After weeks of resisting on the basis that the shortage would be short-lived and there wasn’t anything that could be done anyways, President Biden finally authorized the use of the Defense Production Act. Now, formula makers are warning that ingredient shortages caused by supply chain disruption could complicate efforts to increase the pace of production, a claim which Biden says his administration has yet to confirm. On top of this, heavy import tariffs put in place by Trump and continued by Biden make importing formula prohibitively expensive. White House Press Secretary Jen Psaki advised parents to go to their pediatrician if they were concerned about their ability to meet their child’s nutritional needs during the shortage – not taking into account that low-income parents on Medicaid often lack the time or ability to visit community clinics which themselves are not adequately resourced to address the urgent needs created by this shortage. 

This crisis is highlighting the deep pre-existing problems in the infant formula industry and in our economy as a whole that can’t be resolved by slapping on a consent decree or temporarily increasing imports. As long as formula production, and production in general, is governed by the laws of profit maximization, shortages, corner-cutting, and price gouging are all but guaranteed.

--- WHAT THE TASK ASKS ---
Extend the passage on the infant formula shortage, starting right after its final sentence, which ends "price gouging are all but guaranteed."

--- SUPPLIED MATERIAL ---
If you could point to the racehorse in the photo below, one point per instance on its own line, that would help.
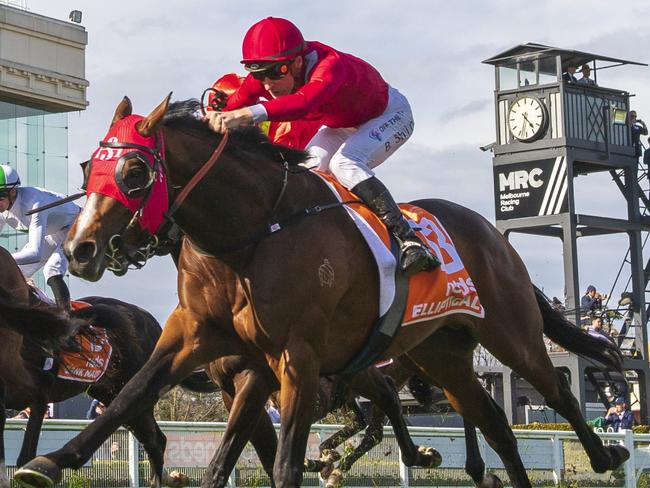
(254, 214)
(132, 333)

--- SOLVED EXERCISE ---
Capitalism is Failing Working Class Families 

The formula crisis is the latest in a series of intense strains working families have been forced to bear since the start of the COVID-19 pandemic. While corporate profits have soared, layoffs, loss of childcare, and school closures all contributed to a dramatic decline in maternal workforce participation and overall economic stability for middle and lower income families. Housing and food insecurity have skyrocketed, especially among families with young children. Now inflation is swallowing a bigger and bigger chunk of every paycheck. More and more young adults feel economically unable to have children – last month Business Insider referred to babies “a status symbol in today’s economy.” 

The irony of pro-life forces demanding that women have babies while actively refusing to address the urgent and worsening crises facing working-class parents is illustrated by the 192 Republican legislators who voted against increasing funding for more FDA safety inspections of formula plants after the Abbott contamination scandal and resulting deaths. These elected officials are literally protecting the bottom-line of the formula industry at the expense of the safety of the most vulnerable members of society – babies.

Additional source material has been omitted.